● Task brief:
Reproduce the entries below character for character.

● Source information:
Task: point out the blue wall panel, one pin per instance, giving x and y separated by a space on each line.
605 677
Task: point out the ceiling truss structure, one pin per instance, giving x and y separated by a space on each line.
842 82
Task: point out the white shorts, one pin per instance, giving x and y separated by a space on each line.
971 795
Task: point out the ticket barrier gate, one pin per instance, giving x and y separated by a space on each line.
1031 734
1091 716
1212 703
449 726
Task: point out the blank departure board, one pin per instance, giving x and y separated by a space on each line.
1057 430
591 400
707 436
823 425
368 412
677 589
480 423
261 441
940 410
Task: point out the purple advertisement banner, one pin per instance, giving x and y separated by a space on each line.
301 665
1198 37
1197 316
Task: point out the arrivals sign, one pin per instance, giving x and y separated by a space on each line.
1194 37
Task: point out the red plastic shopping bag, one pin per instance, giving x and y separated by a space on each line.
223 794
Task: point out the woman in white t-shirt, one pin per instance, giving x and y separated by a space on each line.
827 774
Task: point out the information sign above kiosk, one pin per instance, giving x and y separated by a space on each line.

● Solution below:
Task: point out the blue wall panel, one pin per instance, giving x and y separated by a space on each line.
605 677
Task: point out the ceiling truss structure, one pin per instance, giving x and y separated by a space on each line.
842 82
Task: point out the white shorts, one pin per instance, giving x and y separated by a space on each line.
971 795
Task: point out the ticket barrier gate, one pin per instance, giving x and y separated by a space on each line.
1031 734
1091 716
1212 703
449 726
Task: point out the blank departure board, one pin per instance, giving x and y separated by a space on each line.
1057 430
591 400
707 436
823 425
368 412
677 589
480 423
261 441
940 410
Task: point out the purple advertisement banner, one pin per instance, giving x and y separated by a space on each line.
301 665
1198 37
1197 316
Task: point out the arrivals sign, one pin per instance, giving x and y separated by a space on each line.
1194 37
Task: point out the red plastic shopping bag, one pin per instance, giving x and y separated by a space on each line.
223 794
Task: point out the woman in white t-shirt, one pin per instance, giving x and y separated by a space on each line.
827 774
Task: point out the information sign above kiosk, one pin per instance, giving x and y separated by a space on each line.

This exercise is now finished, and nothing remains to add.